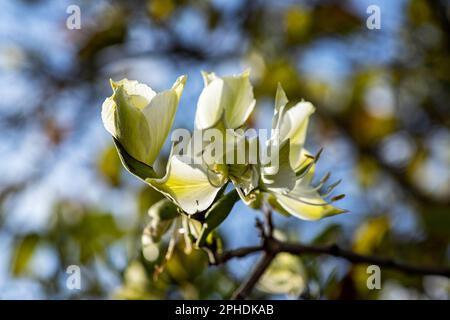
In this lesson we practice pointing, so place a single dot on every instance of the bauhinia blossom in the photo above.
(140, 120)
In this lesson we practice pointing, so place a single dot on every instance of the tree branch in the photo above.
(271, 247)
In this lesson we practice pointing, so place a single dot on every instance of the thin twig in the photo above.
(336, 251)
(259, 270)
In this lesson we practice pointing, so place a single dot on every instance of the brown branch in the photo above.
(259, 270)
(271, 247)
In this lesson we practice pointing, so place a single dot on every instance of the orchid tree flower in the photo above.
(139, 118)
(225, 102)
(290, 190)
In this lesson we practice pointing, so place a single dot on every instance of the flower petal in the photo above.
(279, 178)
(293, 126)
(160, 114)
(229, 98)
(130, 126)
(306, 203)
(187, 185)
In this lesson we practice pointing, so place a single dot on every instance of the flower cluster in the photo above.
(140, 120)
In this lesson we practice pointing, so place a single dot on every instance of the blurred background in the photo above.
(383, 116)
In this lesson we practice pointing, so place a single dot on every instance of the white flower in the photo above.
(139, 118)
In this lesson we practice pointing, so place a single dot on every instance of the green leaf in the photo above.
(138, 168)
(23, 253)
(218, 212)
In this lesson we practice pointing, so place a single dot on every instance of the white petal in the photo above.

------------------------------------

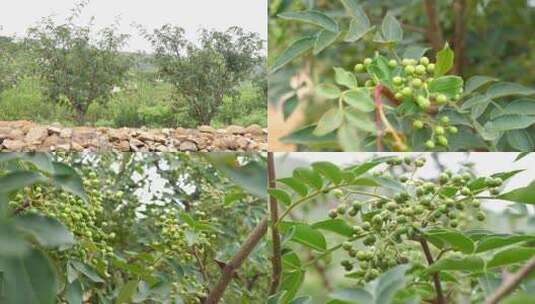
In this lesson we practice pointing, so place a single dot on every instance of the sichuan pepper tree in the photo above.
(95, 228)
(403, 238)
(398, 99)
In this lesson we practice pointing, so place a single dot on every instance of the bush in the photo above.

------------------------------------

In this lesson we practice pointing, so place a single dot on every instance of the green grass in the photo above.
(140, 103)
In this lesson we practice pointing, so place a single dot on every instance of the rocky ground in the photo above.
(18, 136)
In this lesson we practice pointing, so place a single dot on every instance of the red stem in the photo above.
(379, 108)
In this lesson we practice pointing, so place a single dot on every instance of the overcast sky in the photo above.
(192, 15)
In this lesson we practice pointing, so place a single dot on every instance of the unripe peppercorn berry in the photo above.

------------------------------------

### Instructions to follow:
Rescale everything from the line containing "rocky ground in the photo above." down to the line containing "berry in the photo above.", both ends included, by giving those rows again, requests and all, with each point coordinate in the answers multiplied by 2.3 and rounded to a whole number, halves rounded up. Give only these lines.

### The response:
In this lesson we practice pointing, so place a single dot on every instance of the rocky ground in the photo above.
(41, 313)
In this lesson we practice pointing, so place a single dot on every instance of the red stem in the photo above.
(872, 248)
In this lesson we practice pointing, so place a single dot on every instance of the overcast sky in the photo above.
(442, 35)
In this lesson we practice pointing, so place a single dot on every instance of the unripe peppercorn berry in the photo above.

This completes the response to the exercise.